REQUIRED WORK: Arrange the material below as a numbered list, from the line containing "Where can the thin" through the end of the material, with blank lines omitted. Leave out the pictures.

AVAILABLE DATA:

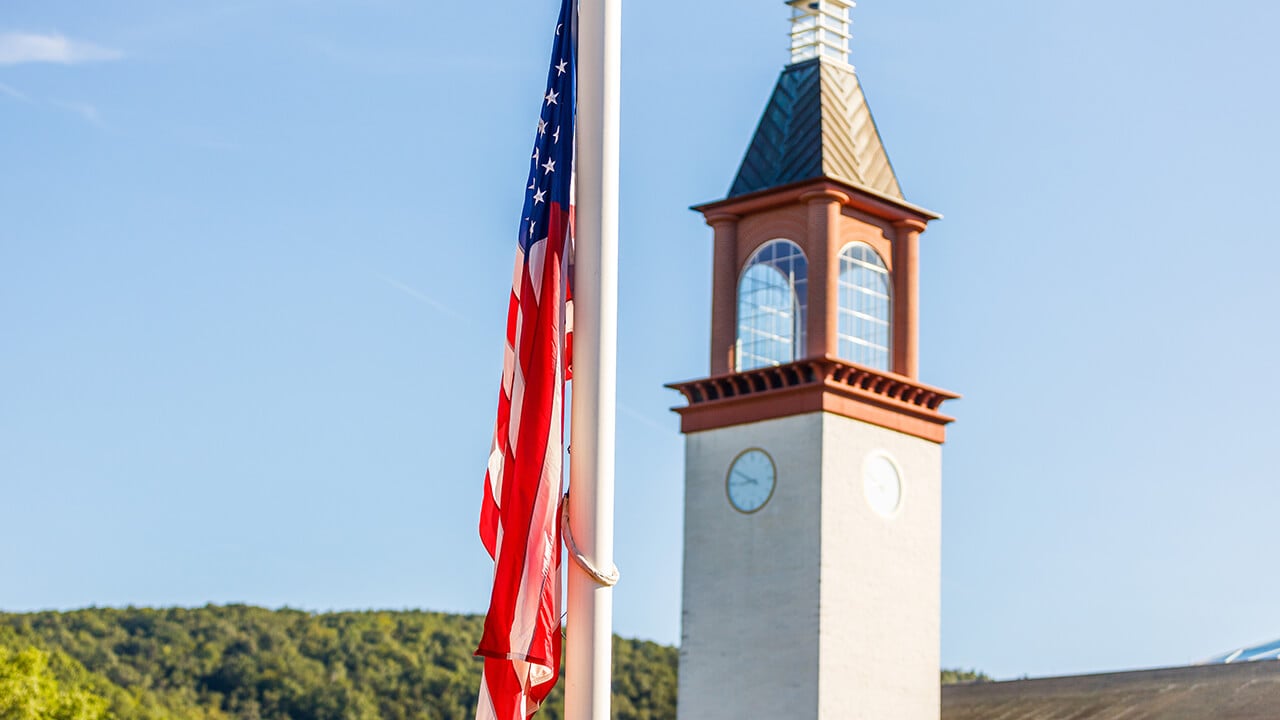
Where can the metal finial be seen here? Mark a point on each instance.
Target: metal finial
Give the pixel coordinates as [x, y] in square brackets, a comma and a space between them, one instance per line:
[819, 28]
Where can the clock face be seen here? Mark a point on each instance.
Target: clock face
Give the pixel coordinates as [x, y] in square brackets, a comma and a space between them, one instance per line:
[882, 483]
[750, 481]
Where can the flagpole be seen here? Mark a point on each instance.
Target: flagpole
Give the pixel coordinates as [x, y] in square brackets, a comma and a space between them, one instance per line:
[588, 650]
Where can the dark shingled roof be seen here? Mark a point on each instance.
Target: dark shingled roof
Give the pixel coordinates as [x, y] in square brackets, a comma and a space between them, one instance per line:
[1249, 691]
[817, 124]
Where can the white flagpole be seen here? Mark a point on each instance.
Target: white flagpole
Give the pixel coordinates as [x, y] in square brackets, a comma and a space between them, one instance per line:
[588, 651]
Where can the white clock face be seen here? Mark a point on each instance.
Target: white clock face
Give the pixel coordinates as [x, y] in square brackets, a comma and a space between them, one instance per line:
[750, 481]
[882, 483]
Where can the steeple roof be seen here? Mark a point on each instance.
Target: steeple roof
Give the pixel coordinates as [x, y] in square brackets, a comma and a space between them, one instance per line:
[817, 126]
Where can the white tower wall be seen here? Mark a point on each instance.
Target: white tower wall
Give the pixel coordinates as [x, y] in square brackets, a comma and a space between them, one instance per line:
[814, 606]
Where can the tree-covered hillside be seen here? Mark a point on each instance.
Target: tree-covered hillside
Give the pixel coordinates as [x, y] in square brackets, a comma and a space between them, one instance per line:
[248, 662]
[252, 664]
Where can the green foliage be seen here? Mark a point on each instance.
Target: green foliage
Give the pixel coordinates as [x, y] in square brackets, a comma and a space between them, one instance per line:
[961, 677]
[224, 662]
[247, 662]
[30, 689]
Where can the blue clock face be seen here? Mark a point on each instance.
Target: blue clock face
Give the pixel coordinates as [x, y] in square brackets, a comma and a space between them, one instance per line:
[750, 481]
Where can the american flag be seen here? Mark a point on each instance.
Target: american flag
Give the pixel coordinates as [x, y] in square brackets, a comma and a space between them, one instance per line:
[520, 516]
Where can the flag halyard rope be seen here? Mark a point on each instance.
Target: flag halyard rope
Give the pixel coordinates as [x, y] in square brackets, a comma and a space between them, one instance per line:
[603, 579]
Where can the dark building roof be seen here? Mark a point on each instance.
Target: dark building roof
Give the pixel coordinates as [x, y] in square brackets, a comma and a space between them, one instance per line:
[817, 124]
[1248, 691]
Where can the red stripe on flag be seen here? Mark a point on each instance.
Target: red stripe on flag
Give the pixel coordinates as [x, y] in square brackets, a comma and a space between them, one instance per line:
[520, 516]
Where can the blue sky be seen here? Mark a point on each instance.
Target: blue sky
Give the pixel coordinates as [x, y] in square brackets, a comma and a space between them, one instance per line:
[255, 259]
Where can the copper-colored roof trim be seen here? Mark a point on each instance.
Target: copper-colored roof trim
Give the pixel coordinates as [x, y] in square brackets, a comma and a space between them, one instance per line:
[810, 386]
[859, 197]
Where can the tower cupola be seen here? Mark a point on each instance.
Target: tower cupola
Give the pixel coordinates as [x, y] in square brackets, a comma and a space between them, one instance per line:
[813, 452]
[819, 28]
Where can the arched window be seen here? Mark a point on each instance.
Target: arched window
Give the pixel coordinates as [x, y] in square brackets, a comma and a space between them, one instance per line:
[865, 306]
[771, 306]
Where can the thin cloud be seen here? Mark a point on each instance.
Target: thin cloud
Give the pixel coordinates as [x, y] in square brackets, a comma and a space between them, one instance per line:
[19, 48]
[419, 295]
[13, 92]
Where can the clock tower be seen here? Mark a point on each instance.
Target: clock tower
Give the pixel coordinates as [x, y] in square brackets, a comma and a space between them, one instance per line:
[813, 451]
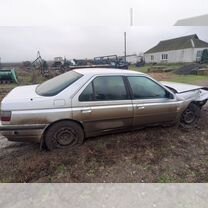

OUTPUT:
1. Where can the thin cloud be seen here? Mark a point on each instance.
2. Target: thin cloud
3. Give the pixel coordinates as [x, y] in square brackets, a comma and a space between them, one instance per line:
4. [19, 48]
5. [419, 295]
6. [13, 92]
7. Where can the clock tower be seen here? Mark a point on each instance.
8. Target: clock tower
9. Give the pixel coordinates as [x, y] in square brackets, a comma and a space between them, one instance per line:
10. [813, 451]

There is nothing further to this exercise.